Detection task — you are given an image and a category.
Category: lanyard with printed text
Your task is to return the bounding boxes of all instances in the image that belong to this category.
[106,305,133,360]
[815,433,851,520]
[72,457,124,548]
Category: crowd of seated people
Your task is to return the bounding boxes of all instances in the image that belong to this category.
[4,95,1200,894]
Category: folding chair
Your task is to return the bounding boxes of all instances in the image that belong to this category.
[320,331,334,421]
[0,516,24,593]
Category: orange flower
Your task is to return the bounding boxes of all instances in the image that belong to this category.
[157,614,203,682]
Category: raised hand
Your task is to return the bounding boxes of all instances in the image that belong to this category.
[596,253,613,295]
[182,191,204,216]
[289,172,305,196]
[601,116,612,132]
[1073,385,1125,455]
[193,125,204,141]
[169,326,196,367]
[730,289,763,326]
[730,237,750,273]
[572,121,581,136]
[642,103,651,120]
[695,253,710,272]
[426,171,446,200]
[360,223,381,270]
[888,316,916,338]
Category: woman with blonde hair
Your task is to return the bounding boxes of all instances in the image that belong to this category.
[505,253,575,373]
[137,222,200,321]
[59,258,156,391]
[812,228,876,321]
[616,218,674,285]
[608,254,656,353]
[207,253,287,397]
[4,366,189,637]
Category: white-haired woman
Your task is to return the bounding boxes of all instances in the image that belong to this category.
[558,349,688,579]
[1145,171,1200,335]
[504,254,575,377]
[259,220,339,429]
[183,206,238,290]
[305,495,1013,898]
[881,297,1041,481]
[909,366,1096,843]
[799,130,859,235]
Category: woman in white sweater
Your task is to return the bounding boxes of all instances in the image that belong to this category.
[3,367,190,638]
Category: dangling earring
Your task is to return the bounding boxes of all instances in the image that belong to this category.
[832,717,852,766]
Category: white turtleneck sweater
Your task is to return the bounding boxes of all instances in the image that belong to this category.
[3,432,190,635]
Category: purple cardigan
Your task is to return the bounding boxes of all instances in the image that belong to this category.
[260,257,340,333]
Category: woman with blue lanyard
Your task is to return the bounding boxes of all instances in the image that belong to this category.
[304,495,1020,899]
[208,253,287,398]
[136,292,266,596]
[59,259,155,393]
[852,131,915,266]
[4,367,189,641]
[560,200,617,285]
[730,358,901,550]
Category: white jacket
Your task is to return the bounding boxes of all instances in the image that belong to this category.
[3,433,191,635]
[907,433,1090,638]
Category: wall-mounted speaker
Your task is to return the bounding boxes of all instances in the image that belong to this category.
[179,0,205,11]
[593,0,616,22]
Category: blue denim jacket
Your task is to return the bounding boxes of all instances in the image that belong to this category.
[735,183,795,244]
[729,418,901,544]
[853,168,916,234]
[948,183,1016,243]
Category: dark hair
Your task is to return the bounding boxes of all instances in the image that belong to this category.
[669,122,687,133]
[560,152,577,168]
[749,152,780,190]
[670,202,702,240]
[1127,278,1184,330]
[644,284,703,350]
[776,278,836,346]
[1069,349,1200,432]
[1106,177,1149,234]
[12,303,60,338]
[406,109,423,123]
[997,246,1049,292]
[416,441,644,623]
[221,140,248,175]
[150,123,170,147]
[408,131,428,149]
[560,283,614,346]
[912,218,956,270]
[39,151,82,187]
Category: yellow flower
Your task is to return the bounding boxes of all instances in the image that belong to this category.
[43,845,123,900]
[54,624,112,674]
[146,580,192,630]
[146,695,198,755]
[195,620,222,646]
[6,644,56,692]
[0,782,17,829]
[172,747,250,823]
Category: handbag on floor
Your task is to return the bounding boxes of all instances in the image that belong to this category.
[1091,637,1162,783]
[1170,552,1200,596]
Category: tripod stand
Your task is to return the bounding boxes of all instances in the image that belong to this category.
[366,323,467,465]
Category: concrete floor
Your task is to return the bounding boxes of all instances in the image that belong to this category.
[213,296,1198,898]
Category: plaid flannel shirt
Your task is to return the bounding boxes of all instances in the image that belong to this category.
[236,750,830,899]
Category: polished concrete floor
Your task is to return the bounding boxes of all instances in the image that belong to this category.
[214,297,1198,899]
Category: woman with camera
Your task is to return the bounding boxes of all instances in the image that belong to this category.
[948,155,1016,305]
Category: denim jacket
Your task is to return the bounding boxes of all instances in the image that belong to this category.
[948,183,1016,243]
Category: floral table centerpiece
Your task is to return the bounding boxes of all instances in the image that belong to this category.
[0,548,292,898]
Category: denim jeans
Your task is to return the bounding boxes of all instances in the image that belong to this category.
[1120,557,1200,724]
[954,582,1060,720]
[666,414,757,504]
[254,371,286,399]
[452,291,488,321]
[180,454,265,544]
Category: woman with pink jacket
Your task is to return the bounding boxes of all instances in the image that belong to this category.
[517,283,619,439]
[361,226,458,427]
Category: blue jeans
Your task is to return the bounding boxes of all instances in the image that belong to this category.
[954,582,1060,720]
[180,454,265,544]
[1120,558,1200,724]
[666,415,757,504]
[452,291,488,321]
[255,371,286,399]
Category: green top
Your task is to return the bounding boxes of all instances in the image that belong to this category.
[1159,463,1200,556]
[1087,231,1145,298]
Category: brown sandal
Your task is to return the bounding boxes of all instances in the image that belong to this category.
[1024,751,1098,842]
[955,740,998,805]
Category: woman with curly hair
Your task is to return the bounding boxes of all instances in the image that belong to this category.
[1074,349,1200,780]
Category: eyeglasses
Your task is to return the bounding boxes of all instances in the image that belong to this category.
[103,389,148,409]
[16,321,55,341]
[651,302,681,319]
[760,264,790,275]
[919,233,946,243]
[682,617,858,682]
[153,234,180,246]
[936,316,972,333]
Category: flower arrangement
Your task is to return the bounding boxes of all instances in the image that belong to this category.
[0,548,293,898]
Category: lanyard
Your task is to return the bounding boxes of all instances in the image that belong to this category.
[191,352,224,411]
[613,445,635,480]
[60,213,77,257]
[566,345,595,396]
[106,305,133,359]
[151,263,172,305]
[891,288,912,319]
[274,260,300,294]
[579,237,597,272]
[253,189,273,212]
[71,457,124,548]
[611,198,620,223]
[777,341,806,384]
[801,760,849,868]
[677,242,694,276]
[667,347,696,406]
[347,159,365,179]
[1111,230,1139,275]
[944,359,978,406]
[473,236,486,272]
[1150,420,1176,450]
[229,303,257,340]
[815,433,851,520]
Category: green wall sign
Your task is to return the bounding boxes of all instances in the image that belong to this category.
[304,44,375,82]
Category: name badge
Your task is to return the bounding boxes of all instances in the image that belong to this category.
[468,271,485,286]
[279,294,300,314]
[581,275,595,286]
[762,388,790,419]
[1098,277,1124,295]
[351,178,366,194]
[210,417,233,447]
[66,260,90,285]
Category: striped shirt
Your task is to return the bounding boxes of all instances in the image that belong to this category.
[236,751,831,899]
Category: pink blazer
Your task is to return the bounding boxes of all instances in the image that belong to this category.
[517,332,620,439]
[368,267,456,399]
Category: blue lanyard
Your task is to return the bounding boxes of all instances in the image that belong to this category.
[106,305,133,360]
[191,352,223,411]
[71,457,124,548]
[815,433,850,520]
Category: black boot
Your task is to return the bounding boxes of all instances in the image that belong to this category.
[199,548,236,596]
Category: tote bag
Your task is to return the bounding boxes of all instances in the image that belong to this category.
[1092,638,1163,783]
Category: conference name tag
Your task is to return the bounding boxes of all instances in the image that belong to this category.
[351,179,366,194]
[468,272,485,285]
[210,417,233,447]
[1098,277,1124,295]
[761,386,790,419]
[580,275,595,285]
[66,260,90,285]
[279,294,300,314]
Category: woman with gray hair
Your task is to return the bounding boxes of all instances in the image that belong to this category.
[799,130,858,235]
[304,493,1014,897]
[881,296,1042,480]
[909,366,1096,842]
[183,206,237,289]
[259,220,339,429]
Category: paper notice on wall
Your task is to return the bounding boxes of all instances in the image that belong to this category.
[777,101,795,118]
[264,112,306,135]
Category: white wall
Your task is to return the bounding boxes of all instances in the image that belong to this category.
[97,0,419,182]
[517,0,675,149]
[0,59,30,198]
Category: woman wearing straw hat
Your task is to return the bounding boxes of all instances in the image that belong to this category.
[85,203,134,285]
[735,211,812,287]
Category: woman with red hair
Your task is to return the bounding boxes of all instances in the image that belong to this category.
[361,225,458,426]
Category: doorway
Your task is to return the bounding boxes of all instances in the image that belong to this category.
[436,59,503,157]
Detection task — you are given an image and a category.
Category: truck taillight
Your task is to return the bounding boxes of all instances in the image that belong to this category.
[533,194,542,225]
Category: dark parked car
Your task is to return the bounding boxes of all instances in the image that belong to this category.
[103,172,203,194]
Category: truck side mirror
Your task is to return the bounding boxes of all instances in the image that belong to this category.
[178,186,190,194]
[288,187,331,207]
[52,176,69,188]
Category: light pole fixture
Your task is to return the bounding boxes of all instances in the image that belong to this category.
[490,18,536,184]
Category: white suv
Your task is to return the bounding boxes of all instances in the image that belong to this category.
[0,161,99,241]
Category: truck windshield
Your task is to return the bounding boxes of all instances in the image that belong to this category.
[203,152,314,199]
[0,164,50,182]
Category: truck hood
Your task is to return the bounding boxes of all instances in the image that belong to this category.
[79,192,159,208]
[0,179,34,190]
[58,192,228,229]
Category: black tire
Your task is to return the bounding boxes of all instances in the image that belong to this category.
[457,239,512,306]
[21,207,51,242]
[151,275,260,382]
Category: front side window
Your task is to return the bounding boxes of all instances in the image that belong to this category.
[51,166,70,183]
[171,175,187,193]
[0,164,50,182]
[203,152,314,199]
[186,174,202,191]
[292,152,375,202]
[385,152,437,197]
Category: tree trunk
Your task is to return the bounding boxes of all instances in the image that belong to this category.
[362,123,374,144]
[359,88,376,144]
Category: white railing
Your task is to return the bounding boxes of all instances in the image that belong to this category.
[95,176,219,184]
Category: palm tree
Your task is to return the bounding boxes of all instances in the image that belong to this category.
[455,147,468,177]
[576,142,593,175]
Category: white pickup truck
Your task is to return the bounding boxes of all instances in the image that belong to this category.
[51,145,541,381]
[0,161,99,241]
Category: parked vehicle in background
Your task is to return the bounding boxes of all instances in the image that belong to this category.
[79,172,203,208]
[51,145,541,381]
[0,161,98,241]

## Problem statement
Within the listing above, extract exactly the lines from the line with "Category: plaid flannel shirt" to the line with "Category: blue jeans", the two named lines included, and no others.

## Response to the task
Category: plaid flannel shirt
Your task is to return the bounding boxes of all instances in the image that belong to this category.
[236,750,830,899]
Category: polished concrete floor
Your task is to return the bounding boxes of all instances in the image that belong to this category.
[214,297,1198,899]
Category: woman with camera
Your task is to return the bounding boxes of all instances in the image that belong to this category.
[948,155,1016,305]
Category: denim jacket
Your task is to return the bounding boxes of all instances in the image that belong to this category.
[948,183,1016,243]
Category: floral table centerpiece
Your task is to return the bounding boxes of all instances in the image that belong to this category.
[0,548,292,898]
Category: denim jeans
Your task is to return the bounding boxes of all instances in the image that belong to this category.
[1120,557,1200,724]
[954,582,1060,720]
[666,414,757,504]
[254,371,286,399]
[452,291,488,321]
[180,454,265,544]
Category: woman with pink jacket
Your task is to return the bounding boxes of all instances in the image that belong to this category.
[517,283,619,439]
[361,226,458,427]
Category: blue jeans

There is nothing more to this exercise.